--- Start of Provided material ---

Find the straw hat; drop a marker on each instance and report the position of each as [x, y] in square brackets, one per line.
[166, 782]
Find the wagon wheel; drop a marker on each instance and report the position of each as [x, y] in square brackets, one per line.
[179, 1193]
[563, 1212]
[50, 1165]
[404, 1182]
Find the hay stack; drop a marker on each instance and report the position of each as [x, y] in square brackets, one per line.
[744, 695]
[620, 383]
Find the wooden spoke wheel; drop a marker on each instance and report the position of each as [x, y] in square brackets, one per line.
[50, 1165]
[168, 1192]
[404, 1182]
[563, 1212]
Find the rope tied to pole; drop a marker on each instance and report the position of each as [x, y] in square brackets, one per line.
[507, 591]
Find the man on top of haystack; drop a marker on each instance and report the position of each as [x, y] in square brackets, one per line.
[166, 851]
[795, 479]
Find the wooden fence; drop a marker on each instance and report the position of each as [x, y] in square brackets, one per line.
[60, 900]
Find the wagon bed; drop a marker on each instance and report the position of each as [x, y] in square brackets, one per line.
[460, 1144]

--- End of Provided material ---

Task requirements
Rewrite all of the records above, replacing every "wagon" with "cart" and leaving everything else unchanged.

Correct output
Find the straw hat; drop a marker on each instance and report the position of each as [x, y] in square brackets, one per line.
[166, 782]
Find the cart wheel; drop a marker on each instance and report the position of each as [x, y] in square brackets, one per line.
[179, 1193]
[563, 1212]
[50, 1165]
[404, 1182]
Find the hay stack; drop a marker on each instance and report the position of each as [x, y] in square brackets, one per line.
[744, 695]
[620, 383]
Find the wooden spoke wheel; drop a marker on each instance and report the position of each as [x, y] in square brackets, one per line.
[50, 1165]
[168, 1192]
[404, 1182]
[563, 1212]
Find the rope tied to pole; drop a marker on each instance and report the position of each as [x, y] in square brackets, one per line.
[507, 591]
Find the man on top of haystack; drop a marker on each instance and report the position of each as [x, y] in square brackets, one per line.
[166, 851]
[795, 479]
Find the wooden fence; drop a marker on each instance and report the position of each as [x, y] in square brackets, one per line.
[60, 900]
Find the cart bed; drop a marker on each instance and report the position of each as [x, y] in square brackets, one per line.
[460, 1144]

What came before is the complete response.